- **Prompt**: Please express the entries below as a two-column CSV with the headers "input" and "output", one row per entry, putting the entry's text in the first column and its answer in the second. Wrap each field in double quotes and replace any line breaks inside a field with spaces.

# start of Data to process

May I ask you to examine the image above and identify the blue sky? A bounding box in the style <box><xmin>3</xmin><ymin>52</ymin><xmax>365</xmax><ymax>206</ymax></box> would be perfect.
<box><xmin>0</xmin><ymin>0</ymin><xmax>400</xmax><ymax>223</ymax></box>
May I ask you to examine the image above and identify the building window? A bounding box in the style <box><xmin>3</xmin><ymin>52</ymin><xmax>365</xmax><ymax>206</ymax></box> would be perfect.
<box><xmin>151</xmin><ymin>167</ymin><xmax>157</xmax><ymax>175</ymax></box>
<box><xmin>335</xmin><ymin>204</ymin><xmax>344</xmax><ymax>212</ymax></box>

# end of Data to process

- **Answer**:
input,output
"May I ask you to examine the image above and identify the blue sky? A bounding box in the style <box><xmin>3</xmin><ymin>52</ymin><xmax>365</xmax><ymax>206</ymax></box> would be perfect.","<box><xmin>0</xmin><ymin>0</ymin><xmax>400</xmax><ymax>223</ymax></box>"
"May I ask you to examine the image above and identify the building window? A bounding box in the style <box><xmin>3</xmin><ymin>52</ymin><xmax>365</xmax><ymax>206</ymax></box> would be perfect.","<box><xmin>151</xmin><ymin>167</ymin><xmax>157</xmax><ymax>175</ymax></box> <box><xmin>335</xmin><ymin>204</ymin><xmax>344</xmax><ymax>212</ymax></box>"